- [The problem]
Take the listing below and write it out again exactly, skipping any picture that it holds.

————

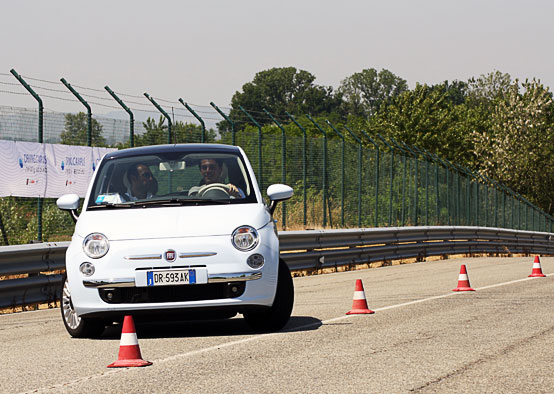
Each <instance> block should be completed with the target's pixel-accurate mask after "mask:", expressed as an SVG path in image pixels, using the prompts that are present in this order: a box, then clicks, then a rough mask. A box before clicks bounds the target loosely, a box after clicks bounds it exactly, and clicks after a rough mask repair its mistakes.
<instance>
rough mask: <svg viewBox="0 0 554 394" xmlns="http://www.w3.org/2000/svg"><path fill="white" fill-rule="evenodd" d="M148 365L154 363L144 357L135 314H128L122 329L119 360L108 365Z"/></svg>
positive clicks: (111, 366) (133, 365) (109, 367)
mask: <svg viewBox="0 0 554 394" xmlns="http://www.w3.org/2000/svg"><path fill="white" fill-rule="evenodd" d="M147 365H152V363H151V362H150V361H145V360H143V359H142V356H141V355H140V348H139V346H138V339H137V332H136V330H135V322H134V321H133V316H129V315H127V316H125V319H124V320H123V329H122V330H121V342H120V345H119V357H118V358H117V361H115V362H113V363H111V364H110V365H108V368H122V367H145V366H147Z"/></svg>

————

- [Finished exercise]
Each <instance> block should be completed with the target's pixel-accurate mask after "mask:", expressed as an SVG path in image pixels, using the prompts that are present in this order: a box, then clicks, then a rough mask. A box before clicks bounds the target loosely, a box after clicks bounds it exactly, and clicks after a rough mask repair its mistakes.
<instance>
rough mask: <svg viewBox="0 0 554 394" xmlns="http://www.w3.org/2000/svg"><path fill="white" fill-rule="evenodd" d="M148 365L154 363L144 357L135 314H128L122 329L119 360L108 365Z"/></svg>
positive clicks: (111, 366) (133, 365) (109, 367)
mask: <svg viewBox="0 0 554 394" xmlns="http://www.w3.org/2000/svg"><path fill="white" fill-rule="evenodd" d="M147 365H152V363H151V362H150V361H145V360H143V359H142V356H141V355H140V348H139V346H138V339H137V332H136V330H135V322H134V321H133V316H129V315H127V316H125V319H124V320H123V329H122V330H121V342H120V345H119V357H118V358H117V361H115V362H113V363H111V364H110V365H108V368H122V367H145V366H147Z"/></svg>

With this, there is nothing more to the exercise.